▸ Given request
Pull out every line of the material below that contains the string "edges", and copy each one in full.
— START Listed records —
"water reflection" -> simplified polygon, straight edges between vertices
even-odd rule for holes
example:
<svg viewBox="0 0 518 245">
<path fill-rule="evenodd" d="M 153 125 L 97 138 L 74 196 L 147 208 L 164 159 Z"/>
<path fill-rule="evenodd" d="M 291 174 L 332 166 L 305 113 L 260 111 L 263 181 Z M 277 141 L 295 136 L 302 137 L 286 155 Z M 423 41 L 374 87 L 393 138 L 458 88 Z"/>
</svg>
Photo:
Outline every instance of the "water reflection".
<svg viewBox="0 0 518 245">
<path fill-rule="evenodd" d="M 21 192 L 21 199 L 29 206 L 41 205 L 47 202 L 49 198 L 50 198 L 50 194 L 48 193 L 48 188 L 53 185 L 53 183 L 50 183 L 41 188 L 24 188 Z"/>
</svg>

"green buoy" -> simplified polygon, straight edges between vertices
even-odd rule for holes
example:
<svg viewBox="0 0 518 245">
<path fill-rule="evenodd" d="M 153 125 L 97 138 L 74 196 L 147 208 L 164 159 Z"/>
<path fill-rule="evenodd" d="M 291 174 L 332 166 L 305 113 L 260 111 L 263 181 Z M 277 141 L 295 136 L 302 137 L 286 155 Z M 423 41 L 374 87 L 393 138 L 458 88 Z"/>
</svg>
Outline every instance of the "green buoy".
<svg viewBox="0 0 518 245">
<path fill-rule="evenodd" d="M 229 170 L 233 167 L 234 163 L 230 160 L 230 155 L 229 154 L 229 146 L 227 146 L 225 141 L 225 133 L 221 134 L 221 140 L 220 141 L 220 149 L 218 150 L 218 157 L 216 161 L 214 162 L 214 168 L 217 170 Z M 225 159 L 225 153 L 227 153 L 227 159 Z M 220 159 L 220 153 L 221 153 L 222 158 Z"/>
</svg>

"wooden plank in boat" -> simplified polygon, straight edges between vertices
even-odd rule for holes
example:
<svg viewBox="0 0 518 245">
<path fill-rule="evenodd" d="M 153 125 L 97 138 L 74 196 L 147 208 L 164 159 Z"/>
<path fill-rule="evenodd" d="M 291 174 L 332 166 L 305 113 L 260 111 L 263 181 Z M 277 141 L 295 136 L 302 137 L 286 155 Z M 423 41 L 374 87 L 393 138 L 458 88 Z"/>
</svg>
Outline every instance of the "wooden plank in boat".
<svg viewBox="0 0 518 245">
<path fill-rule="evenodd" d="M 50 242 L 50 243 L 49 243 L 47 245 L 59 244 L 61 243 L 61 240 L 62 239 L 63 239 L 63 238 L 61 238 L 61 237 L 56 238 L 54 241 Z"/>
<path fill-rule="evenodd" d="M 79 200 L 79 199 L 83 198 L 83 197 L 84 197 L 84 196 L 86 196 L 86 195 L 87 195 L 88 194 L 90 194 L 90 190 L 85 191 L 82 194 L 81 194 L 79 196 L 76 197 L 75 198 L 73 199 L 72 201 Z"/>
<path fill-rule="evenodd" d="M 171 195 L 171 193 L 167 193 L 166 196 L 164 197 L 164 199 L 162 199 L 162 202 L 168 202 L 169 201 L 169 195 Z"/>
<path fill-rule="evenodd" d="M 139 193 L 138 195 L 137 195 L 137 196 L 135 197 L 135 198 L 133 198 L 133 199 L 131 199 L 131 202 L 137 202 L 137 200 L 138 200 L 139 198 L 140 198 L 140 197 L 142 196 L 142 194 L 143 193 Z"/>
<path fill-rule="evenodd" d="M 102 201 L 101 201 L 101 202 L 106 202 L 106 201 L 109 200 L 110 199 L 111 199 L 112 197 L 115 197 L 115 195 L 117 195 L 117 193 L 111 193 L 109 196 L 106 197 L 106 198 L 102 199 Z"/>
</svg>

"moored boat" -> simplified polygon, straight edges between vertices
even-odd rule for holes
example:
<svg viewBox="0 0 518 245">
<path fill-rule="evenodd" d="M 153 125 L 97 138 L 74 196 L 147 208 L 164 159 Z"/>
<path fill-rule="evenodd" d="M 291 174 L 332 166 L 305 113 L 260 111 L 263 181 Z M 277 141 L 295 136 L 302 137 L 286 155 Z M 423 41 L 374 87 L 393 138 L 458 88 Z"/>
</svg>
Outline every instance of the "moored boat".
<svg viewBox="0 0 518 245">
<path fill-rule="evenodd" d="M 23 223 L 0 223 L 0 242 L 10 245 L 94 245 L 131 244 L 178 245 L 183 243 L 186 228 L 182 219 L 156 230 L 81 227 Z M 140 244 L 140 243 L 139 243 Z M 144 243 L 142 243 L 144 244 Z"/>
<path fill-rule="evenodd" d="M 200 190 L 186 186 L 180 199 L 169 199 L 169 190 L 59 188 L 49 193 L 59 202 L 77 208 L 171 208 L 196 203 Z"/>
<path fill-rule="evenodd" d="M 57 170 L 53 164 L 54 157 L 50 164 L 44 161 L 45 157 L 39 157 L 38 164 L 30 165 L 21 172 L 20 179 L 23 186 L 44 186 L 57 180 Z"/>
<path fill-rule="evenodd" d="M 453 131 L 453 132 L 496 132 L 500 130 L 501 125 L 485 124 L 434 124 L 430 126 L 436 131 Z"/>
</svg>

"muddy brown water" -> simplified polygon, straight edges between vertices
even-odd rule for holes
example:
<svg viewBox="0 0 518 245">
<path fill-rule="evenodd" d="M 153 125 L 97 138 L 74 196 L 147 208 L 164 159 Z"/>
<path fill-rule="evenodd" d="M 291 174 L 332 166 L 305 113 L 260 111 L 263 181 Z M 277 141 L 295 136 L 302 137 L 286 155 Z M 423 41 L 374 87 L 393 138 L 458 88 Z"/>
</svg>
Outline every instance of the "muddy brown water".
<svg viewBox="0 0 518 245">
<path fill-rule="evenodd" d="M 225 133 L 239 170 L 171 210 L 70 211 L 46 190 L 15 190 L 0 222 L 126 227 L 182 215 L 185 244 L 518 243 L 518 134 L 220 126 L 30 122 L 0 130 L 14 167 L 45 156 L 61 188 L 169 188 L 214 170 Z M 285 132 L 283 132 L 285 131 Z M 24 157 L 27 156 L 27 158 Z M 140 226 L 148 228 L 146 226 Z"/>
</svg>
— END Listed records —
▸ Response below
"water reflection" -> simplified polygon, straight edges between vertices
"green buoy" -> simplified polygon, straight edges between vertices
"wooden plank in boat" -> simplified polygon, straight edges between vertices
"moored boat" -> simplified polygon, straight edges between vertices
"muddy brown water" -> simplified polygon, straight edges between vertices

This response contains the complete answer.